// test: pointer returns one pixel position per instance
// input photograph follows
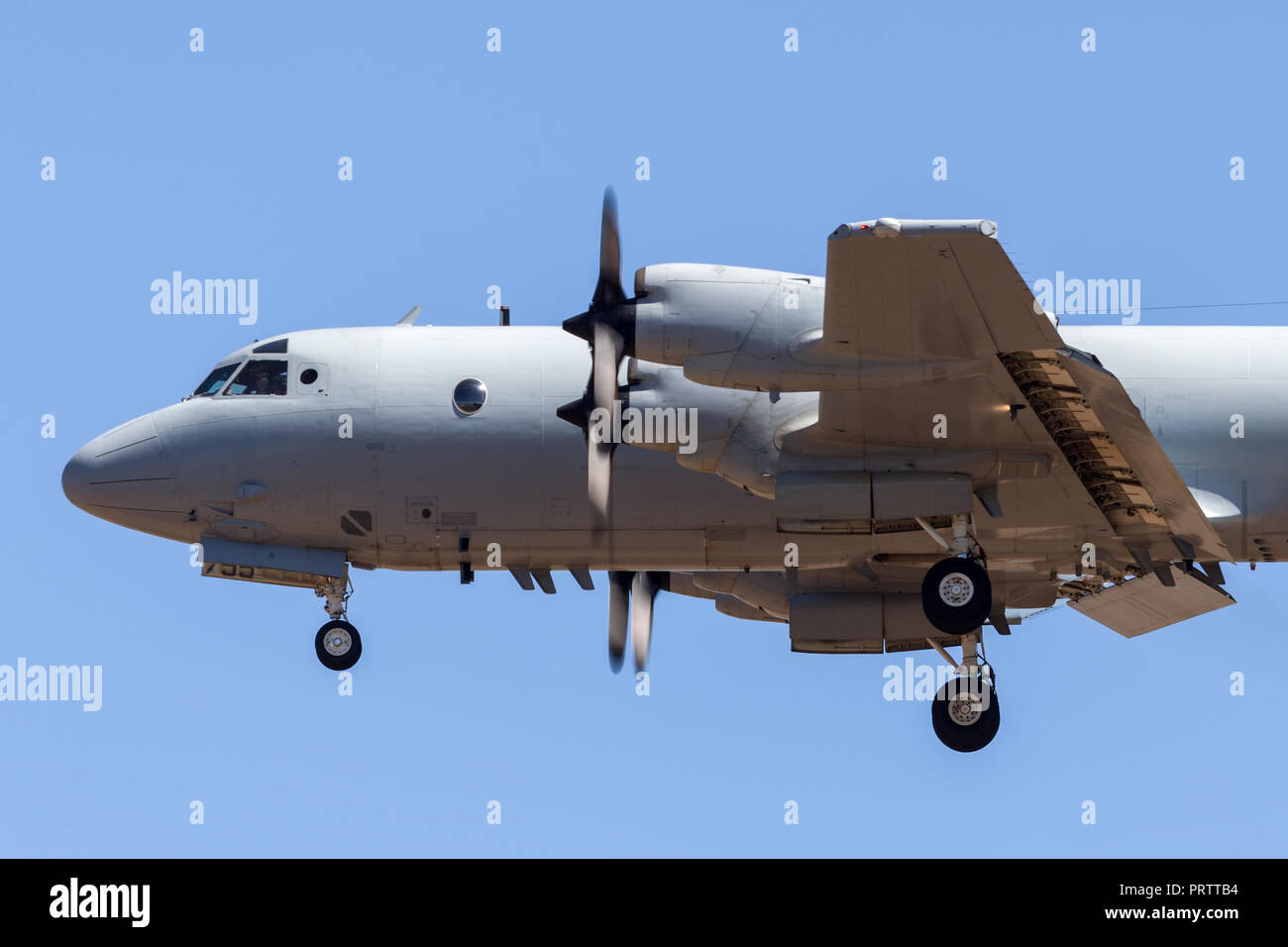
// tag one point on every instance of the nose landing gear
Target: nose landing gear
(338, 643)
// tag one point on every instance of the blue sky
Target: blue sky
(476, 169)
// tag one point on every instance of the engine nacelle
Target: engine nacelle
(687, 311)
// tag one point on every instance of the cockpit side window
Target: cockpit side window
(215, 380)
(259, 376)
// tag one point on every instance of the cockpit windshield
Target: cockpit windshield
(215, 380)
(259, 376)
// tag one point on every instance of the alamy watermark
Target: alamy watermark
(82, 684)
(649, 425)
(176, 296)
(1076, 296)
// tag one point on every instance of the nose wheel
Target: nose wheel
(338, 644)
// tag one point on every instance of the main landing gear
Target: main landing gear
(338, 642)
(957, 598)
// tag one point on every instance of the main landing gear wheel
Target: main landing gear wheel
(338, 644)
(956, 595)
(965, 712)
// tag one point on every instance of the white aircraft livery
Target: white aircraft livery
(884, 460)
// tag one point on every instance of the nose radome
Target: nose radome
(120, 472)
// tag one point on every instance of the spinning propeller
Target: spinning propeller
(608, 325)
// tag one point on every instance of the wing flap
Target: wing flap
(1145, 604)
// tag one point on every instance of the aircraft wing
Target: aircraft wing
(1003, 385)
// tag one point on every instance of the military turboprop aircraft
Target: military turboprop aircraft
(887, 460)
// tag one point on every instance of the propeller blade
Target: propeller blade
(618, 608)
(608, 290)
(606, 357)
(643, 591)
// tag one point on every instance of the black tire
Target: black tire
(957, 725)
(956, 595)
(338, 661)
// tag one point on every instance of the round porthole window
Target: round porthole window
(471, 394)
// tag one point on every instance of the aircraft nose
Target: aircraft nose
(123, 472)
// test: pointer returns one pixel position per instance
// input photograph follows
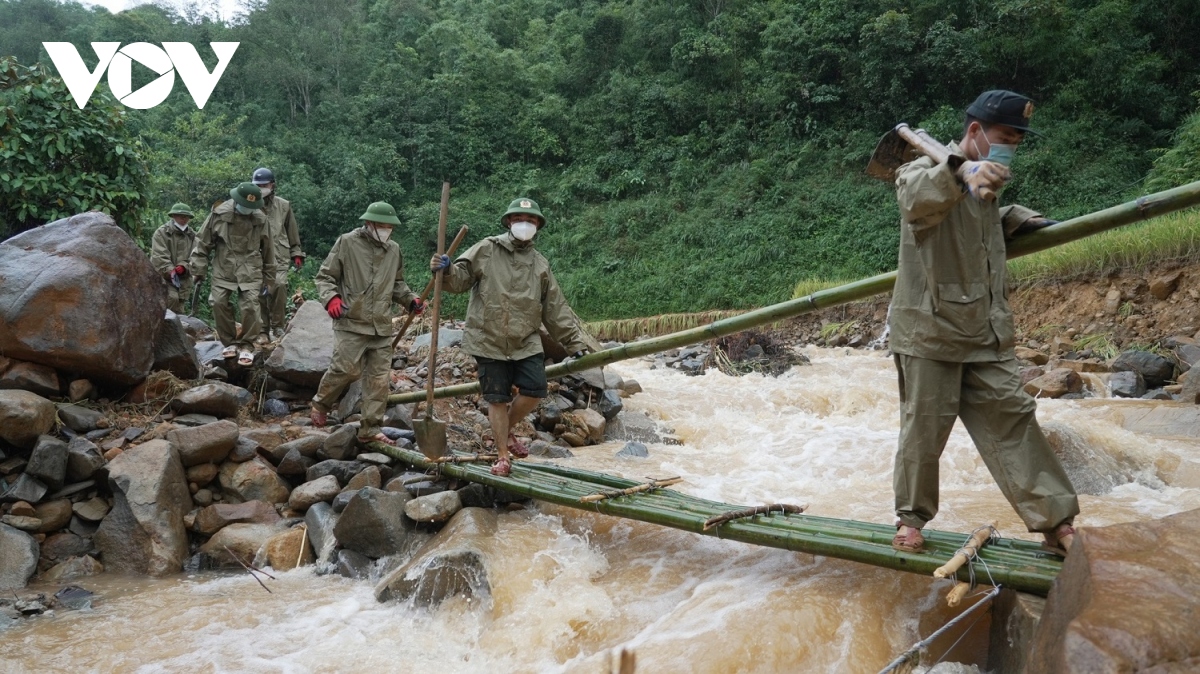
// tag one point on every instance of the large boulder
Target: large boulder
(453, 563)
(204, 444)
(24, 415)
(144, 531)
(174, 350)
(18, 558)
(78, 295)
(303, 355)
(1125, 601)
(373, 523)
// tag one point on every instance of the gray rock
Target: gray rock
(345, 470)
(63, 274)
(340, 445)
(83, 459)
(208, 351)
(18, 558)
(433, 507)
(210, 443)
(48, 462)
(144, 531)
(318, 491)
(373, 523)
(353, 565)
(451, 564)
(303, 355)
(294, 464)
(447, 337)
(634, 450)
(33, 378)
(217, 399)
(25, 488)
(174, 349)
(275, 408)
(79, 419)
(322, 521)
(1153, 368)
(610, 404)
(193, 420)
(23, 415)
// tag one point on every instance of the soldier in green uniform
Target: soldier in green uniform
(235, 234)
(513, 293)
(952, 330)
(169, 248)
(359, 281)
(286, 235)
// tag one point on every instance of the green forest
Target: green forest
(689, 155)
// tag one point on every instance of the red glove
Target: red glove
(335, 307)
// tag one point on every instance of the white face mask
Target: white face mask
(523, 230)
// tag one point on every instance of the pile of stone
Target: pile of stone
(1055, 371)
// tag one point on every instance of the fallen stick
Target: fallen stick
(465, 458)
(786, 509)
(647, 487)
(969, 549)
(247, 567)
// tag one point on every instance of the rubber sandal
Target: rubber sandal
(318, 417)
(1055, 542)
(911, 541)
(503, 467)
(516, 447)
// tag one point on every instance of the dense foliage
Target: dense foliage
(690, 155)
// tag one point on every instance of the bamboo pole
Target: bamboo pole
(1140, 209)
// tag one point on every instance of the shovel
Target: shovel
(903, 145)
(431, 433)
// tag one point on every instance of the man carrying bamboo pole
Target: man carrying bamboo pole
(952, 330)
(513, 293)
(359, 281)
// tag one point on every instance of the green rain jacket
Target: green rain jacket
(951, 298)
(513, 293)
(243, 253)
(370, 277)
(169, 247)
(283, 232)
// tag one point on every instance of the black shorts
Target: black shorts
(497, 378)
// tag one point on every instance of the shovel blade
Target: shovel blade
(431, 437)
(891, 154)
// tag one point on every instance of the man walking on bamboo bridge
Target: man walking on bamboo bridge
(952, 330)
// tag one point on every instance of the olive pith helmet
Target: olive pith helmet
(381, 212)
(181, 209)
(247, 194)
(525, 205)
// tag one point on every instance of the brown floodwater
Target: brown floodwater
(570, 588)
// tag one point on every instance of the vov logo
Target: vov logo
(167, 60)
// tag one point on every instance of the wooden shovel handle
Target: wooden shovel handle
(429, 287)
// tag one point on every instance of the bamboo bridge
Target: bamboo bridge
(1018, 565)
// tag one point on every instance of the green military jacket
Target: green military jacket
(951, 298)
(513, 293)
(171, 247)
(243, 253)
(283, 230)
(370, 277)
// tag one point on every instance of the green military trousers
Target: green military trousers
(276, 304)
(1000, 417)
(222, 314)
(355, 353)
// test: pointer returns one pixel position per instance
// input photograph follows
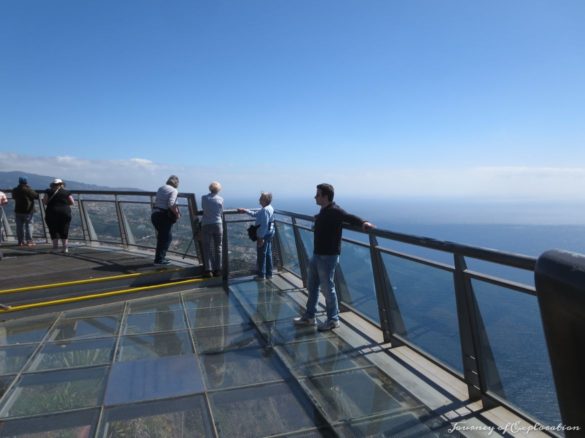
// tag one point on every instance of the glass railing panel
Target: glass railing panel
(521, 360)
(104, 220)
(242, 251)
(356, 267)
(425, 297)
(138, 219)
(75, 229)
(290, 259)
(307, 239)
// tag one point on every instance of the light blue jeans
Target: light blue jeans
(322, 272)
(23, 227)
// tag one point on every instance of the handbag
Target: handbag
(252, 232)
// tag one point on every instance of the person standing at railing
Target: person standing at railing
(264, 233)
(165, 212)
(24, 206)
(3, 202)
(58, 202)
(326, 250)
(212, 229)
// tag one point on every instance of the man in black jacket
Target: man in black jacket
(326, 249)
(24, 206)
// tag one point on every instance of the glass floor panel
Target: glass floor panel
(359, 393)
(177, 418)
(77, 424)
(162, 321)
(25, 332)
(13, 358)
(55, 391)
(322, 355)
(164, 377)
(241, 367)
(80, 328)
(71, 354)
(154, 345)
(227, 337)
(204, 299)
(263, 411)
(216, 316)
(156, 304)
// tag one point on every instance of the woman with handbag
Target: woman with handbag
(264, 234)
(58, 202)
(165, 212)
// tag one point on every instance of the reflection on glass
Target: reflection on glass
(402, 425)
(166, 303)
(80, 424)
(426, 301)
(152, 379)
(521, 359)
(322, 355)
(155, 322)
(203, 299)
(154, 345)
(13, 358)
(55, 392)
(262, 411)
(79, 328)
(185, 417)
(24, 331)
(356, 266)
(357, 394)
(215, 316)
(68, 354)
(241, 367)
(223, 338)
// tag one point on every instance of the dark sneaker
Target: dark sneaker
(330, 324)
(303, 321)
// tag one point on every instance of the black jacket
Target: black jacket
(24, 199)
(328, 227)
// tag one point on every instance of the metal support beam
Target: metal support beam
(560, 287)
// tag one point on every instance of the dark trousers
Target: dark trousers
(163, 226)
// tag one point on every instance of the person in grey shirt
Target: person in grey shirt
(212, 230)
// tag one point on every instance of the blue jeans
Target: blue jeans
(164, 237)
(322, 272)
(23, 227)
(212, 242)
(264, 256)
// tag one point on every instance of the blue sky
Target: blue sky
(402, 99)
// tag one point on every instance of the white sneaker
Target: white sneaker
(330, 324)
(303, 320)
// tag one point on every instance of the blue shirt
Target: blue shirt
(212, 205)
(264, 218)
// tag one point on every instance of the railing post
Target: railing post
(560, 288)
(390, 317)
(480, 371)
(301, 253)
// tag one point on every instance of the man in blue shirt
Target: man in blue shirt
(326, 249)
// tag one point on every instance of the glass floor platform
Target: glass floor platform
(201, 362)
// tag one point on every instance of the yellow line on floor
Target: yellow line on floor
(35, 305)
(78, 282)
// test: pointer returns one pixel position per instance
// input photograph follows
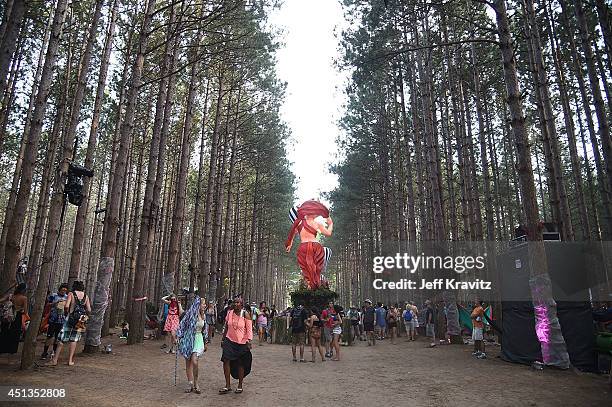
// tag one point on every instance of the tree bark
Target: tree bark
(31, 138)
(554, 351)
(9, 40)
(81, 216)
(111, 222)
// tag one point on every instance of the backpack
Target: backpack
(368, 315)
(296, 319)
(78, 311)
(408, 315)
(7, 312)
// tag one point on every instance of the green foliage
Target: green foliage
(309, 298)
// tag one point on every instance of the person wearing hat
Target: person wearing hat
(355, 317)
(175, 310)
(368, 319)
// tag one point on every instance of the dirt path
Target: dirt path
(406, 374)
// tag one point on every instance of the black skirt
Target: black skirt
(10, 334)
(238, 355)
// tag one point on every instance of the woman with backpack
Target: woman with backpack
(336, 331)
(236, 345)
(193, 335)
(78, 309)
(392, 316)
(13, 319)
(175, 310)
(408, 318)
(315, 326)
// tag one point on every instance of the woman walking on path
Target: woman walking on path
(262, 322)
(192, 334)
(236, 345)
(392, 322)
(337, 331)
(13, 319)
(175, 310)
(211, 318)
(78, 309)
(315, 326)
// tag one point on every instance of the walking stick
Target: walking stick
(175, 363)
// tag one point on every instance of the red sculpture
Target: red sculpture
(310, 254)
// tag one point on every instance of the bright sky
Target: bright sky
(314, 94)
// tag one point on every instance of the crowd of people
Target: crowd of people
(189, 332)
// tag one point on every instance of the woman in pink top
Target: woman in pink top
(236, 345)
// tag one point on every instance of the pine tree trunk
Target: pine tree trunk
(600, 110)
(196, 224)
(554, 351)
(569, 129)
(181, 184)
(577, 71)
(605, 22)
(111, 221)
(58, 200)
(81, 216)
(8, 44)
(31, 138)
(549, 130)
(212, 170)
(150, 208)
(224, 248)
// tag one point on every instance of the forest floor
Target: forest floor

▬▬▬▬▬▬

**Erforderliche Arbeit**.
Entnimm den Zeilen oben alles vom Anfang bis einschließlich der Zeile mit „(1076, 296)“ und gib es unverändert wieder, aber ohne die Bilder.

**Schriftliche Antwort**.
// test: pointer returns one pixel position per instance
// input photograph follows
// tag one point on every instance of the nose landing gear
Target: nose landing gear
(338, 643)
// tag one point on every instance of the blue sky
Target: blue sky
(476, 169)
// tag one point on every instance of the engine nacelle
Target: engine nacelle
(687, 311)
// tag one point on every instance of the cockpit side window
Target: cockpit side window
(215, 380)
(259, 376)
// tag one point on every instance of the cockpit windshield
Target: cockpit windshield
(215, 380)
(259, 376)
// tag one point on every instance of the alamy watermark
Target: alamy watermark
(82, 684)
(649, 425)
(176, 296)
(1076, 296)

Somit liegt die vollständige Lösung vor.